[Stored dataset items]

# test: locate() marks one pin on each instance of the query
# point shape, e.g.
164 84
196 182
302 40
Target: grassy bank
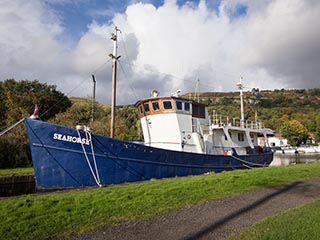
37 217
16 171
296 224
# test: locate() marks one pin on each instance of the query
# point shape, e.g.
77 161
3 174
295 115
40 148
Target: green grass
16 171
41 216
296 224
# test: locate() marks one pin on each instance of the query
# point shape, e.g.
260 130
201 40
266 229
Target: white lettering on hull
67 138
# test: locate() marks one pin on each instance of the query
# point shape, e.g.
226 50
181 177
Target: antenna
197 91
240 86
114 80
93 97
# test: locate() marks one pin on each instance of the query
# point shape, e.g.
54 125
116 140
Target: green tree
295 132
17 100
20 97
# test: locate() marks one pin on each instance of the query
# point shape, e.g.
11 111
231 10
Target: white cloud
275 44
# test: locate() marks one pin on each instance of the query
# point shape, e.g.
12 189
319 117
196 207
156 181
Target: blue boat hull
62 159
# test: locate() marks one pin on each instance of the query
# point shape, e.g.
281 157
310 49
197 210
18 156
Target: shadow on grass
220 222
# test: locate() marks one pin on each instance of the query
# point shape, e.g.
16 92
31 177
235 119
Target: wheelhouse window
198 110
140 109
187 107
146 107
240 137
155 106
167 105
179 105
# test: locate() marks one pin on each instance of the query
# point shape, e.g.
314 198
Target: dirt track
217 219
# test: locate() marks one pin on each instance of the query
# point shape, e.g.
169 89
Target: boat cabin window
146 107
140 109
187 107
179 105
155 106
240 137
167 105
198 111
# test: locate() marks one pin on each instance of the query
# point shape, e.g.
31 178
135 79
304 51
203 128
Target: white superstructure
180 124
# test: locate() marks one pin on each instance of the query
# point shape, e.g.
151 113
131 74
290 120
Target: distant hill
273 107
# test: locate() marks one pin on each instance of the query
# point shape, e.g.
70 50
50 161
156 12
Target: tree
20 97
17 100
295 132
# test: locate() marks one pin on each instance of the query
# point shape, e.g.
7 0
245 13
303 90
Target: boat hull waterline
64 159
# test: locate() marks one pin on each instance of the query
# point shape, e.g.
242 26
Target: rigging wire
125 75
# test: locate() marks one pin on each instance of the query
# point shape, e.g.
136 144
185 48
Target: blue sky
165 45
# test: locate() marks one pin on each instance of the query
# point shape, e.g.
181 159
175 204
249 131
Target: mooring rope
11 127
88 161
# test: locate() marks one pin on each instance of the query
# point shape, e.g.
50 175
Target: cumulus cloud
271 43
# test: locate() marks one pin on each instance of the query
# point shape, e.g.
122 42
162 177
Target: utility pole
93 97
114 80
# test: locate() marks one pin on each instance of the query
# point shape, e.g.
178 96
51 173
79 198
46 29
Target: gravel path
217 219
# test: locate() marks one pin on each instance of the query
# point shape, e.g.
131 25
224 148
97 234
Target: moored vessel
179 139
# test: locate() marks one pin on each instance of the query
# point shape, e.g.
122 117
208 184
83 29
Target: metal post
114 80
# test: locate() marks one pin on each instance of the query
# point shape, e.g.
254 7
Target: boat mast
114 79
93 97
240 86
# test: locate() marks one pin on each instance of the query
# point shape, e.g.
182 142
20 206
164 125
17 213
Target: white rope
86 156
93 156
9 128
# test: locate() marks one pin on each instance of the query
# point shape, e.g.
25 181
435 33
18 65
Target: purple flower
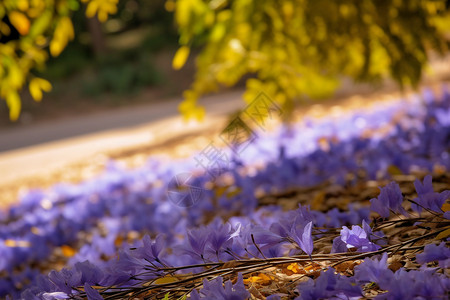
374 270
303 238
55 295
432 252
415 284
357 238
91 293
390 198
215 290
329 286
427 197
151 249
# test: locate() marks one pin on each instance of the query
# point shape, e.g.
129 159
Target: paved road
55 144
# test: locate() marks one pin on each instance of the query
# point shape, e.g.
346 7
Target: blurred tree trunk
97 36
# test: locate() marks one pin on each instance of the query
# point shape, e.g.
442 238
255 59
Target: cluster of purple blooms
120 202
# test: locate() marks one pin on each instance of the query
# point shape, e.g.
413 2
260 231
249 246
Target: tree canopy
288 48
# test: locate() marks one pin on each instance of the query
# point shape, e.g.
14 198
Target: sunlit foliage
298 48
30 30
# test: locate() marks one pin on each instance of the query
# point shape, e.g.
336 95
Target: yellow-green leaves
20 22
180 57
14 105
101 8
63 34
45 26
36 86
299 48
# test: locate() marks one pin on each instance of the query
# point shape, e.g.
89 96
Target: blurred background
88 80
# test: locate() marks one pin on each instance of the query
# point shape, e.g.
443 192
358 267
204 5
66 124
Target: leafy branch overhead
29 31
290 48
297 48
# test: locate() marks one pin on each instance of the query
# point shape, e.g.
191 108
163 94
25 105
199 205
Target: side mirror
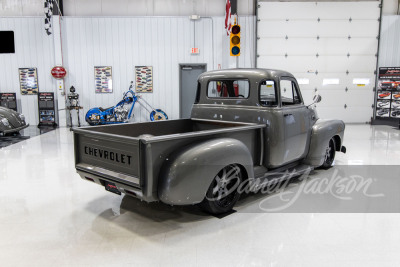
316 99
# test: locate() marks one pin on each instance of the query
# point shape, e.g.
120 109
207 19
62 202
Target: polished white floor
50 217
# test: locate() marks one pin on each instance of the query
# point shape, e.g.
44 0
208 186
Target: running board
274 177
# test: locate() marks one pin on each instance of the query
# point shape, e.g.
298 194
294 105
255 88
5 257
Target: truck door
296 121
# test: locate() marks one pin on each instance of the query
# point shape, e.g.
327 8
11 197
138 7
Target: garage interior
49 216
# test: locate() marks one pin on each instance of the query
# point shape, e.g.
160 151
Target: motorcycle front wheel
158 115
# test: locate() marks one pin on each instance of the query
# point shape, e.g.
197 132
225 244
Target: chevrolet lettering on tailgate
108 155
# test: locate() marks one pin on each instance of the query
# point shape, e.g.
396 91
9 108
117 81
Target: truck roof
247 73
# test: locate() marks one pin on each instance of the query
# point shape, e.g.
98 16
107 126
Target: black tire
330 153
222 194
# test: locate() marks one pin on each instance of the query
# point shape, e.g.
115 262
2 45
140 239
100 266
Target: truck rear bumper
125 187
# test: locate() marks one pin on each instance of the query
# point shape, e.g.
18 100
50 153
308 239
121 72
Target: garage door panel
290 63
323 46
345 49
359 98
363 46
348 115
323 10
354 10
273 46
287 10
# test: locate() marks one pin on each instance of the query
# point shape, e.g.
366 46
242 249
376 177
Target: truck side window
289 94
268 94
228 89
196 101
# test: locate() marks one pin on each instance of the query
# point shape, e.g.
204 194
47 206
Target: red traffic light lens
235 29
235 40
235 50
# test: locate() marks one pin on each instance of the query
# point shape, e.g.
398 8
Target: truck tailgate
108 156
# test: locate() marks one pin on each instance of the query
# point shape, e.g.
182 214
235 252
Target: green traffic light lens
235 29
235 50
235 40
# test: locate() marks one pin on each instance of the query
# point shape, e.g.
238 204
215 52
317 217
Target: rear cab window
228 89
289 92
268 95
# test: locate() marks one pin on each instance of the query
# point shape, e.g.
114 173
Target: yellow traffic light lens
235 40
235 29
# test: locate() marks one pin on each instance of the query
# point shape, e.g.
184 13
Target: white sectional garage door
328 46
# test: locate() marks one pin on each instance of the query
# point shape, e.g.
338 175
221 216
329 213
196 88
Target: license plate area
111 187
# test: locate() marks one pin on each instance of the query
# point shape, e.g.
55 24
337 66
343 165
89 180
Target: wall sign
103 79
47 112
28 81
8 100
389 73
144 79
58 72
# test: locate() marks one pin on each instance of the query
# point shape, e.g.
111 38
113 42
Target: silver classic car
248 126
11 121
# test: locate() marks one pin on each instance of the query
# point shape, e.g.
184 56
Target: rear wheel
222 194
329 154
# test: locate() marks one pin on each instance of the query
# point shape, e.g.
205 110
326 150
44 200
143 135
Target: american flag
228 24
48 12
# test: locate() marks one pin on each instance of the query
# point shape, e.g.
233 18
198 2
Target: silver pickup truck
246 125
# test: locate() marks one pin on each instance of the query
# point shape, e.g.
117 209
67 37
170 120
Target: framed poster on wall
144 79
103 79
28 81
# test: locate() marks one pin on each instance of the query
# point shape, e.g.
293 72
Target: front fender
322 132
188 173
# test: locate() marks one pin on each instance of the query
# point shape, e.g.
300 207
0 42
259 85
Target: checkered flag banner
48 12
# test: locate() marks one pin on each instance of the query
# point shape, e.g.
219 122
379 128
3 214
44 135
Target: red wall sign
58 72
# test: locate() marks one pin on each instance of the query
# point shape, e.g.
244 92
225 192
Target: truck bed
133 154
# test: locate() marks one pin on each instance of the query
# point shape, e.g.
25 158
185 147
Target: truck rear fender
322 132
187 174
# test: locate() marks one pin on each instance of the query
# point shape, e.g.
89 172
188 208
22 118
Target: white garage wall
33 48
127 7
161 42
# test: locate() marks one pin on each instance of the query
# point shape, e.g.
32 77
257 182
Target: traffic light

**Direction**
Locate every line in the rows above that contains the word "side" and copy each one. Case counts.

**Response to the exercise**
Target: side mirror
Target: truck side window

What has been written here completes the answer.